start
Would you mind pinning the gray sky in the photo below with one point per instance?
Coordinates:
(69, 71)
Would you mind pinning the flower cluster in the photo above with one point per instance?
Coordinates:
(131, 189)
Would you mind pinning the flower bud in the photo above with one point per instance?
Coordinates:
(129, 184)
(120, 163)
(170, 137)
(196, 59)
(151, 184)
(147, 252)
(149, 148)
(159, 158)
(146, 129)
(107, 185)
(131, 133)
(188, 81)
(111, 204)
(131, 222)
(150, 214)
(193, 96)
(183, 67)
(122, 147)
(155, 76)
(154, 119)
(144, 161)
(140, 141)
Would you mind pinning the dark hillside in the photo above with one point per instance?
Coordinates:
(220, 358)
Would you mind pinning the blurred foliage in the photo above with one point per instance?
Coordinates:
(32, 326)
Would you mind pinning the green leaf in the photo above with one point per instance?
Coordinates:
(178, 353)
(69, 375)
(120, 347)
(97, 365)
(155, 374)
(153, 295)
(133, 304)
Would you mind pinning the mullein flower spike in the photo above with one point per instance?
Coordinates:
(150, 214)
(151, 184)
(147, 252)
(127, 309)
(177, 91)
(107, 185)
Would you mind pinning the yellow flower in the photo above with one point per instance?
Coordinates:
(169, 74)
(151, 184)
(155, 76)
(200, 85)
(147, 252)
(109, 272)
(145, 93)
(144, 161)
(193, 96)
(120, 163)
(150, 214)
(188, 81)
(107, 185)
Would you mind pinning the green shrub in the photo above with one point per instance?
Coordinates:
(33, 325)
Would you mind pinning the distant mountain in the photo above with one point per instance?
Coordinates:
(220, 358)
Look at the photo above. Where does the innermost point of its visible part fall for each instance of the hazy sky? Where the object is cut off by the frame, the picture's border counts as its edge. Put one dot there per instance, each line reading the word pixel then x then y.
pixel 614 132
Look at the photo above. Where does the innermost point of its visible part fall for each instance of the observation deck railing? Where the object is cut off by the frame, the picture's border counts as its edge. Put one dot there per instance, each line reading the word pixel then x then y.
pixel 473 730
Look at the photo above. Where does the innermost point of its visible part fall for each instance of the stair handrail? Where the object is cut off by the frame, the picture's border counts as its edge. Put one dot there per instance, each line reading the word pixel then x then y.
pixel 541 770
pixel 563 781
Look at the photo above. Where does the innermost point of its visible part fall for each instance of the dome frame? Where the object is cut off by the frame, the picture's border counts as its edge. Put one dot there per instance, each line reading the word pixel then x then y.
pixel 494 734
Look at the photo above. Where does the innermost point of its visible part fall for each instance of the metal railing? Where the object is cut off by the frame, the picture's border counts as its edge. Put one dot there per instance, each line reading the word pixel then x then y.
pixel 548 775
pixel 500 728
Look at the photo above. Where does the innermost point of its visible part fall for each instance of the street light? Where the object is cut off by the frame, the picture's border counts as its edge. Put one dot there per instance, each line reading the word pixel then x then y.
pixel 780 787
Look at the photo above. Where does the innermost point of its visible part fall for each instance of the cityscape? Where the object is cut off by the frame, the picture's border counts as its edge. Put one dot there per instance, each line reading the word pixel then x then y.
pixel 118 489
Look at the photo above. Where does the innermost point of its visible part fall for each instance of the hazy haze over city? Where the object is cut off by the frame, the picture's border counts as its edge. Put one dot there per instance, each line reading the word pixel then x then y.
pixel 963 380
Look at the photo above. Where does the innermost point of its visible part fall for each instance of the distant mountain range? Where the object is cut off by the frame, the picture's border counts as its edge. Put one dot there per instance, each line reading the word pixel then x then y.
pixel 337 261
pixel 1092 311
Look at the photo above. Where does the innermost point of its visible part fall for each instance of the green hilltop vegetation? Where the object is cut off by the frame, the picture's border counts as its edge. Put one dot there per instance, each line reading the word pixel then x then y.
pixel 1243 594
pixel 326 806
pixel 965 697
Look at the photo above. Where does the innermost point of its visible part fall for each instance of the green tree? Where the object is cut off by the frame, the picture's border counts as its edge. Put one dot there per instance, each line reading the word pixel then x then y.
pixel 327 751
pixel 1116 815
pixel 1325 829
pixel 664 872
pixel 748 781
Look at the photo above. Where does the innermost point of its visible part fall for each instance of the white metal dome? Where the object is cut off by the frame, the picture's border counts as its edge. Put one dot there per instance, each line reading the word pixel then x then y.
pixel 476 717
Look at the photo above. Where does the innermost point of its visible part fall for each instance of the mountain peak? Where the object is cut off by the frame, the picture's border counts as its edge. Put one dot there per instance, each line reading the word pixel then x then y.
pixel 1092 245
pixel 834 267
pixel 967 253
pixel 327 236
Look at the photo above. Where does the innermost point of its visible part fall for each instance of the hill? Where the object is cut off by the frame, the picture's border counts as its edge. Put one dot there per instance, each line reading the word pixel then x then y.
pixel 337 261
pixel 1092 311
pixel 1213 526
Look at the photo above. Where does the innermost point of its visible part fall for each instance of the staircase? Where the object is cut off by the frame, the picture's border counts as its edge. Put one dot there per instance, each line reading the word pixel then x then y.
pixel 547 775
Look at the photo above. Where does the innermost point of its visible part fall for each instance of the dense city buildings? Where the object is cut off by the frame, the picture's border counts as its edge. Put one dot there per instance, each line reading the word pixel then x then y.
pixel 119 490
end
start
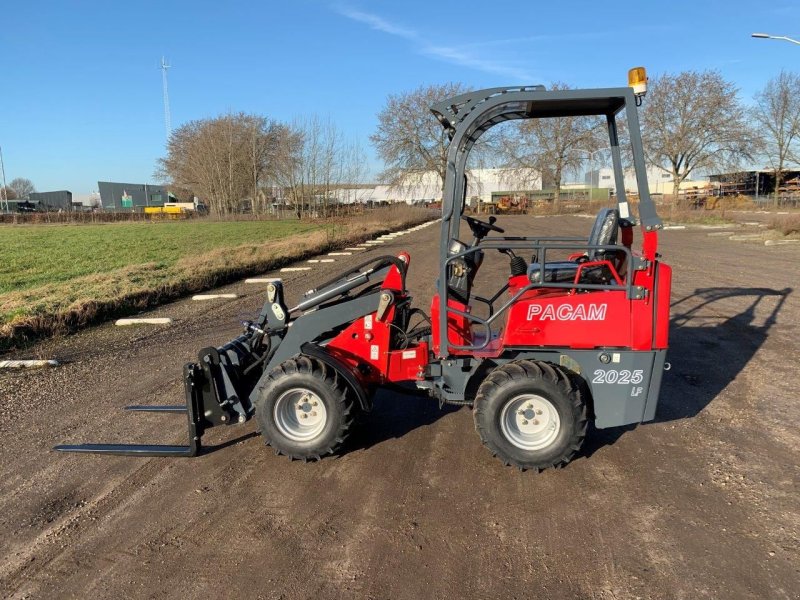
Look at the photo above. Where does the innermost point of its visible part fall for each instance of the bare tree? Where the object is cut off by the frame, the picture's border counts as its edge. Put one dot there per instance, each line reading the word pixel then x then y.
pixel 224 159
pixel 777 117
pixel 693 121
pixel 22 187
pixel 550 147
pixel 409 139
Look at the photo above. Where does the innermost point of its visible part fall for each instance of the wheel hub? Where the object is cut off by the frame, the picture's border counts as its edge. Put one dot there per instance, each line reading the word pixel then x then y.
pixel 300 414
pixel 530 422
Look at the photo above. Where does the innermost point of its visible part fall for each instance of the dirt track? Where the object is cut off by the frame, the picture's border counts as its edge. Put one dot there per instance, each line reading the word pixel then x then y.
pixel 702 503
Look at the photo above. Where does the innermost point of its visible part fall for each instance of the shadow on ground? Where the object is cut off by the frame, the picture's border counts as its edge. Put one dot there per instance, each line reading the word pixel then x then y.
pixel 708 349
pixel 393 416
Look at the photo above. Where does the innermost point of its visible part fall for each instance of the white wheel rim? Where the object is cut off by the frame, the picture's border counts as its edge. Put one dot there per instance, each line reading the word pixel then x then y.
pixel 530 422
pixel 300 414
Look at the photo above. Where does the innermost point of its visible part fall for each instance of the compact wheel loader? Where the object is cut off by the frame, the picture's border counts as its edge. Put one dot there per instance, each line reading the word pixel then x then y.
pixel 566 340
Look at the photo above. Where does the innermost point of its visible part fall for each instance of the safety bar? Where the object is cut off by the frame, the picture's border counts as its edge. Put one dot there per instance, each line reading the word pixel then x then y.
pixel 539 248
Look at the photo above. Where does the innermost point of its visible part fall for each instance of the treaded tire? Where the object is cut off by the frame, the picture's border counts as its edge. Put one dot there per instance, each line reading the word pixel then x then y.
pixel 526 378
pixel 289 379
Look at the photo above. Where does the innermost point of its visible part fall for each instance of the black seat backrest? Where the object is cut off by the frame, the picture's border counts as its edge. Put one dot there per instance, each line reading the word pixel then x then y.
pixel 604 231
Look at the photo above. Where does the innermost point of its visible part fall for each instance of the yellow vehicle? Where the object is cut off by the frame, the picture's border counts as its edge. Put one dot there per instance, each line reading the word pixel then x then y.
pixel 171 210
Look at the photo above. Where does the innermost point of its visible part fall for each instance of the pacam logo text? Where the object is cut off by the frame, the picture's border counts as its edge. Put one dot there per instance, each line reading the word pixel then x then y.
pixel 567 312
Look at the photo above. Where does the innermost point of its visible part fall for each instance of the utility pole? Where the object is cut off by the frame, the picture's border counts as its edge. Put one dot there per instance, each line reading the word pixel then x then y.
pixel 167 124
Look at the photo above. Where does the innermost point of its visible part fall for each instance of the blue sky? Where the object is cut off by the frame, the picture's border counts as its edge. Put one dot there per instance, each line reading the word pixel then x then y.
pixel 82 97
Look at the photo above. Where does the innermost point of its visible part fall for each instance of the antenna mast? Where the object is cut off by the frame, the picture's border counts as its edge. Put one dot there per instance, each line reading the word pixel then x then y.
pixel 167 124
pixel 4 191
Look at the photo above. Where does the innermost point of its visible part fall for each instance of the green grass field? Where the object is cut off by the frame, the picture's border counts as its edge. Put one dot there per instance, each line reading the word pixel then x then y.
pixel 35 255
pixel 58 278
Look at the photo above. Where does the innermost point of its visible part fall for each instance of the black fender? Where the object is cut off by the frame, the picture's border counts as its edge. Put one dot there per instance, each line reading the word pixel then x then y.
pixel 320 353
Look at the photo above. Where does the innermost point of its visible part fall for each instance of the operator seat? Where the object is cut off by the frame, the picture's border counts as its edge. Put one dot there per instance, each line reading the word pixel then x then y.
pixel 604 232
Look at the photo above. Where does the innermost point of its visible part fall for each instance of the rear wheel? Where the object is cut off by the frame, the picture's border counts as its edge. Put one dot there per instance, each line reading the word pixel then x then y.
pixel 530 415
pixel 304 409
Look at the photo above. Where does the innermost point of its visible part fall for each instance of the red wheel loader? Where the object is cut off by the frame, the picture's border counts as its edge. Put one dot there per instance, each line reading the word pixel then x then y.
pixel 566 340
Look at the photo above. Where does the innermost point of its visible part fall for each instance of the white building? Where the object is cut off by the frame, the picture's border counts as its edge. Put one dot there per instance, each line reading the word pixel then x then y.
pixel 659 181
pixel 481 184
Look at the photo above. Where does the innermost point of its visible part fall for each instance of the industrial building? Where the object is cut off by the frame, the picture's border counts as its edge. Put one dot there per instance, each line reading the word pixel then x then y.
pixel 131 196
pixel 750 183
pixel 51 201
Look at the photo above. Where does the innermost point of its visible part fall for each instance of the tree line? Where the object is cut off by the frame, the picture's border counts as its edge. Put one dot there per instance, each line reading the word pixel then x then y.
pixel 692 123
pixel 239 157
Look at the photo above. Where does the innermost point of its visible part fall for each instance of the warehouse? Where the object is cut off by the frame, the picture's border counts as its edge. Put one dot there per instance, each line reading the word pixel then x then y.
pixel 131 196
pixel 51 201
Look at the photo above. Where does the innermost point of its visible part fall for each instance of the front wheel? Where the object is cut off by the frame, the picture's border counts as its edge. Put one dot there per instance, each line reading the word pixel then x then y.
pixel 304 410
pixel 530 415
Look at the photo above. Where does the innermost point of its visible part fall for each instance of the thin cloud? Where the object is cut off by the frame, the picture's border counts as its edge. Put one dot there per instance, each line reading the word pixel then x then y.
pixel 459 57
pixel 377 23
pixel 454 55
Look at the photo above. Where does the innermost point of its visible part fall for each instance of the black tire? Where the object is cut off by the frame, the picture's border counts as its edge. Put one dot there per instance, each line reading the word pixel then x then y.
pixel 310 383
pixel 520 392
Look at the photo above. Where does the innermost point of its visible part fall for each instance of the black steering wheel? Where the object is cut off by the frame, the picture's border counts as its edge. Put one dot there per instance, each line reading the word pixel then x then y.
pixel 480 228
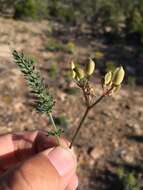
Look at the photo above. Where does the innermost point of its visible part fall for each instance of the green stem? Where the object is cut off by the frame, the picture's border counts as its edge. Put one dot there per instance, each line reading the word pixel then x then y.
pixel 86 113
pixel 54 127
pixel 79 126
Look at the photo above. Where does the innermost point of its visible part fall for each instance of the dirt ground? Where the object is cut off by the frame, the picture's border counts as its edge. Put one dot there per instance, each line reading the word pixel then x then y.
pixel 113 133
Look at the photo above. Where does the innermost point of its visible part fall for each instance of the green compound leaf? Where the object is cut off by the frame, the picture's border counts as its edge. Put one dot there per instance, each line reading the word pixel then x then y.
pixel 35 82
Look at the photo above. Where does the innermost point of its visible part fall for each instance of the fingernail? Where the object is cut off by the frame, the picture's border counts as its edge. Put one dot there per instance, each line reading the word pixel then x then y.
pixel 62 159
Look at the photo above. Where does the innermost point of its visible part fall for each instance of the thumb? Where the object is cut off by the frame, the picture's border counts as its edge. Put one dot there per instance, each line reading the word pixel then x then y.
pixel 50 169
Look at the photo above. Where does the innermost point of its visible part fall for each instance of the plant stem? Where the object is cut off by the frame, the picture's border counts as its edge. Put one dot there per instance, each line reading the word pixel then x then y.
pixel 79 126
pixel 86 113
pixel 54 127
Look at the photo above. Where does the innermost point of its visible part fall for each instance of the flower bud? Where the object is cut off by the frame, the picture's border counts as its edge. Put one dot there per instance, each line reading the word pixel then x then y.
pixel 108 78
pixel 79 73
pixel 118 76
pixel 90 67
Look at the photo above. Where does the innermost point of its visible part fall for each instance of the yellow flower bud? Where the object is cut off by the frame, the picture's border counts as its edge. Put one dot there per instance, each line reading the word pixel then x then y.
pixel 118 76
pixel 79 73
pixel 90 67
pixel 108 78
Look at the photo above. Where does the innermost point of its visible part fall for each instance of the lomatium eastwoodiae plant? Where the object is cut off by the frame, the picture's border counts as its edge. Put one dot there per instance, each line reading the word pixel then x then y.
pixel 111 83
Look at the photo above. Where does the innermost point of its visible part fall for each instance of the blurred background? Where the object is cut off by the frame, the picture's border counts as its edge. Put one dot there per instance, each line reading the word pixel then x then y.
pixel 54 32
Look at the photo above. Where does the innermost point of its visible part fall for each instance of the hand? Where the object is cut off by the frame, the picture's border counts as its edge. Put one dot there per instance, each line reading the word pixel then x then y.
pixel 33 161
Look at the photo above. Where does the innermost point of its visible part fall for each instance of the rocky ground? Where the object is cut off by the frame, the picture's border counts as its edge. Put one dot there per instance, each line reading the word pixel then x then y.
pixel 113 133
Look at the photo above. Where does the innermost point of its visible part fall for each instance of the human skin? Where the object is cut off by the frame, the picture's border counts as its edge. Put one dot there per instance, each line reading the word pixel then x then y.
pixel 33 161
end
● **TASK DESCRIPTION**
Count the lines in the items above that contain the word "dome", treating uppercase and lowercase as different. Reply with the number alone.

● **OUTPUT OF THE EXERCISE**
2